- GIVEN REQUEST -
List each line of the records below that contains the word "minaret".
— Start MATERIAL FOR THIS TASK —
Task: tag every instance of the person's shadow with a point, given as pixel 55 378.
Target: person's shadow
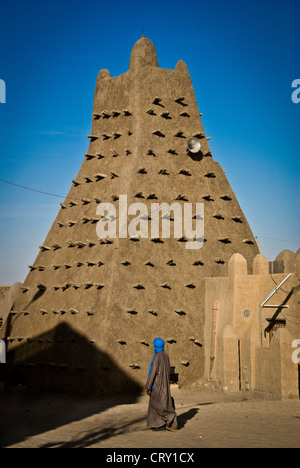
pixel 185 417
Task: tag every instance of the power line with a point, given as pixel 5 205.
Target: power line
pixel 65 197
pixel 280 240
pixel 33 190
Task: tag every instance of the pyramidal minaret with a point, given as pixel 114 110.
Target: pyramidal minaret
pixel 90 307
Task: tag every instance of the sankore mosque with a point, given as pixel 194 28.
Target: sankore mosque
pixel 85 317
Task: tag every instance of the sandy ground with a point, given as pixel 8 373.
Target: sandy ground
pixel 207 419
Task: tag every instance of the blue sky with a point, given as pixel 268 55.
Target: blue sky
pixel 242 56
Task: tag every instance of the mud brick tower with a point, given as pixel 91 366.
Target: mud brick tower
pixel 89 309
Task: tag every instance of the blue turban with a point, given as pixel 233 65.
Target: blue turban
pixel 159 345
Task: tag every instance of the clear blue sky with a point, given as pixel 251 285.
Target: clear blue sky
pixel 242 55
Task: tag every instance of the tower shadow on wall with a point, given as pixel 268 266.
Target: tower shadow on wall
pixel 64 361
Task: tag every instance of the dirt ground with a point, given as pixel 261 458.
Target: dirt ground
pixel 207 419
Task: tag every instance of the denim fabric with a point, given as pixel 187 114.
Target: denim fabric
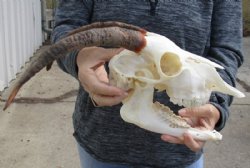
— End MATERIAL FOR THIS TASK —
- SOLUTION TO THIS EXERCISE -
Task: tag every instance of the pyramidal minaret with a point, given as pixel 114 110.
Target: pyramidal minaret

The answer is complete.